We begin our analysis, as we must, with the plain language of D.C. Code § 16–2310 (a). Peoples Drug Stores, Inc. v. District of Columbia, 470 A.2d 751, 753 (D.C. 1983) (en banc). The language of § 16–2310 (a) authorizing detention if it is “required to protect the person or property of others from significant harm” has only “superficial clarity.” Id. at 754. It plainly conveys a goal of promoting public safety but provides little guidance as to the limits of a trial court's detention authority. See Dolan v. U.S. Postal Serv., 546 U.S. 481, 486, 126 S.Ct. 1252, 163 L.Ed.2d 1079 (2006) (“A word in a statute may or may not extend to the outer limits of its definitional possibilities.”). In particular, it does not define the source or type of “significant harm” that would render detention “required.” Thus we look beyond the text of this phrase and place it in the context of the statute as a whole, its legislative history, and its animating purpose. See Washington v. District of Columbia, 137 A.3d 170, 174 (D.C. 2016) (“in expounding a statute, we must ․ look to the provisions of the whole law, and to its object and policy”); District of Columbia v. Place, 892 A.2d 1108, 1111 (D.C. 2006) (“Statutes always have some purpose or object to accomplish, whose sympathetic and imaginative discovery is the surest guide to their meaning.”); Hively v. District of Columbia Dep't of Emp't Servs., 681 A.2d 1158, 1161 (D.C. 1996) (“Ambiguous [statutory] provisions are to be ‘construed with reference to the statute's manifest purpose.’ ”).

Considering these factors, we interpret D.C. Code § 16–2310 (a) to require proof that a juvenile's particular behavior could cause direct, “significant harm” to “the person or property” of a particular individual (or individuals). We ground our analysis in the legislative purpose to minimize the detention of children, see supra II.A., and the express statutory mandate that a child “shall not” be placed in detention “unless” there is “information” that satisfies the strictures of the statute; we also contrast section (a) with section (a–1), which authorizes a presumption and thus to some extent relieves the government from having to make a case-specific showing that detention is required.28 We further rely on the statutory directive that the particular “information” presented by the government be proof that detention—again, generally disfavored for juveniles—is “required” to advance the public safety goal of the statute. As discussed, proof that a juvenile has committed an offense with a firearm—a weapon that can cause direct, physical “significant harm”—is sufficient information to justify a presumption of detention. We conclude that other case-specific information that similarly demonstrates that an individual juvenile (albeit without a firearm) presents a threat of direct, “significant” harm to the person or property of others is necessary to satisfy the strictures of § 16–2310 (a) and ensures that detention is used only as a last resort.29

Applying this standard to this case, reversal of the detention decision was compelled. No particularized evidence of direct harm to the person or property of others—or potential for such harm—was presented. The government did not present any evidence as to the particulars of K.G.'s alleged new drug activity in the adult case. The Gerstein 30 affidavit from his arrest indicates only that he was selling drugs to consenting adults in a public park. Thus, there is no indication in the record, for example, that K.G. was armed, that he threatened anyone with physical harm, or that he actually engaged in any behavior that might cause direct harm to the person or property of others.

*ACTIONS TO TAKE:*
- 1) From the court opinion on juvenile detention, copy out everything from "Applying this standard" down to "property of others.".
- 2) Sum up the court opinion on juvenile detention in three sentences.

*EXTRACTED ENTRIES:*

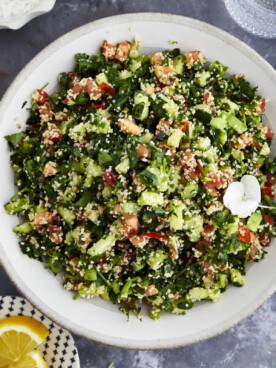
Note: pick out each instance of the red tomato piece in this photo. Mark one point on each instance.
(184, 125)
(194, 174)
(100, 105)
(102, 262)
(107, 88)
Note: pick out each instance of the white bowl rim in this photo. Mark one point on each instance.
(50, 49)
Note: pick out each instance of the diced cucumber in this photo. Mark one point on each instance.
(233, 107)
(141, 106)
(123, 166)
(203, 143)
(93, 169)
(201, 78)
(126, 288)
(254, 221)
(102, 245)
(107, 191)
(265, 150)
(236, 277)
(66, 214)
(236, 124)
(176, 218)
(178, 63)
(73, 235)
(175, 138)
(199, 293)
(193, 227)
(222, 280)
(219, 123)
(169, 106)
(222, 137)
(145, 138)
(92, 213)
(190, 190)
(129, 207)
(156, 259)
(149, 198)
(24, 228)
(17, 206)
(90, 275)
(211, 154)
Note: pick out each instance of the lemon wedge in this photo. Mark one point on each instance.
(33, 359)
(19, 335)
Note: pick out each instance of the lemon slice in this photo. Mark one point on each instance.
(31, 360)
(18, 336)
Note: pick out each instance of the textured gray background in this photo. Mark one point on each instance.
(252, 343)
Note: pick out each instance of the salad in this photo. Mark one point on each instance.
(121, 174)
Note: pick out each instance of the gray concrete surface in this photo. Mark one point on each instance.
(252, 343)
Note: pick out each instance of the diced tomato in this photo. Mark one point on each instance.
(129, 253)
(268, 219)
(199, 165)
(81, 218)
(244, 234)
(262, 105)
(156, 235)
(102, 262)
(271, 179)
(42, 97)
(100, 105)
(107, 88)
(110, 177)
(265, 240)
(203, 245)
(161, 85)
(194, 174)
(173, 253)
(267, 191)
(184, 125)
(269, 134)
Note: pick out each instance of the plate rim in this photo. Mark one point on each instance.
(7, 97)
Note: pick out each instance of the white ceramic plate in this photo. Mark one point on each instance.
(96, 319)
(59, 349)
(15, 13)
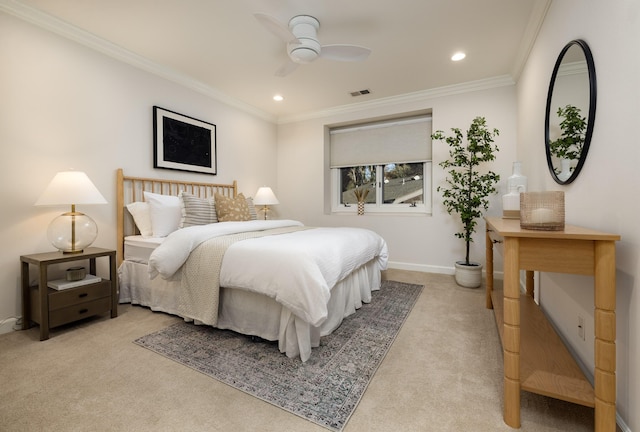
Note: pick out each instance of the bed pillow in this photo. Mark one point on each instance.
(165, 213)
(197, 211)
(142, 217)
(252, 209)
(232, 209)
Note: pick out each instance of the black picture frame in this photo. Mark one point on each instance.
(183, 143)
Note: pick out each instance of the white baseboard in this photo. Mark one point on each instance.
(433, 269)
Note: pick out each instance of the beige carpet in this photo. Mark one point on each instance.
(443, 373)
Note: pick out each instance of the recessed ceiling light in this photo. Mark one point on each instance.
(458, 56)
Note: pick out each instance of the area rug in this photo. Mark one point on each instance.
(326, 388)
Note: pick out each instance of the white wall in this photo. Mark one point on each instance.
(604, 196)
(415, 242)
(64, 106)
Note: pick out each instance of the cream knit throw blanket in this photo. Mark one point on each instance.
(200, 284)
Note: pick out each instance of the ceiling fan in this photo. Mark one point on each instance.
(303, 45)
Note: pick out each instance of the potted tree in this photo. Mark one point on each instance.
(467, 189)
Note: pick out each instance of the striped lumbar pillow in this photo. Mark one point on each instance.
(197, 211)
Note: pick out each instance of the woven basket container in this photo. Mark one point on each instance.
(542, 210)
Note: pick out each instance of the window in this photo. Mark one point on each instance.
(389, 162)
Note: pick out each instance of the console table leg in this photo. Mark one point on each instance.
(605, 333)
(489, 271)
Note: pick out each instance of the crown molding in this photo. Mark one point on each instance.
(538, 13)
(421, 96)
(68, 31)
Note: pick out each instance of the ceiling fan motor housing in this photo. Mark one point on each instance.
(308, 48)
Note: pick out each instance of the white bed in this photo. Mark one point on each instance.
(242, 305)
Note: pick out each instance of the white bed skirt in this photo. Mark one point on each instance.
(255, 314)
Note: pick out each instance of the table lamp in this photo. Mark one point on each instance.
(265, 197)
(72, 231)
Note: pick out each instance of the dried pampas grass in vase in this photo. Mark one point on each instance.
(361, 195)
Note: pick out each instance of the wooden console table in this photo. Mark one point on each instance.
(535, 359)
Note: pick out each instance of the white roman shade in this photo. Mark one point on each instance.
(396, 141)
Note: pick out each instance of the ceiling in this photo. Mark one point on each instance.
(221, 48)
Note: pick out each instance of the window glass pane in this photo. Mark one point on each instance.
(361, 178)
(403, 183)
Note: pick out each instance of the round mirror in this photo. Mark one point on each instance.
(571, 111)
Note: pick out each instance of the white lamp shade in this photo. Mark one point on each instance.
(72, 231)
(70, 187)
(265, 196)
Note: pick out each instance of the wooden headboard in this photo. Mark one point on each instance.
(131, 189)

*RESULTS BY TASK:*
- 1)
Applying this standard to this case, reversal of the detention decision was compelled. No particularized evidence of direct harm to the person or property of others—or potential for such harm—was presented. The government did not present any evidence as to the particulars of K.G.'s alleged new drug activity in the adult case. The Gerstein 30 affidavit from his arrest indicates only that he was selling drugs to consenting adults in a public park. Thus, there is no indication in the record, for example, that K.G. was armed, that he threatened anyone with physical harm, or that he actually engaged in any behavior that might cause direct harm to the person or property of others.

- 2) The court finds that the wording of D.C. Code § 16–2310 (a) gives little guidance on the limits of a trial court's detention authority, so it reads the phrase in the context of the whole statute, its legislative history, and its purpose. It holds that the statute requires proof that a juvenile's particular behavior could cause direct, significant harm to the person or property of a particular individual or individuals. Because the government presented no such particularized evidence about K.G., whose arrest affidavit showed only that he was selling drugs to consenting adults in a public park, reversal of the detention decision was compelled.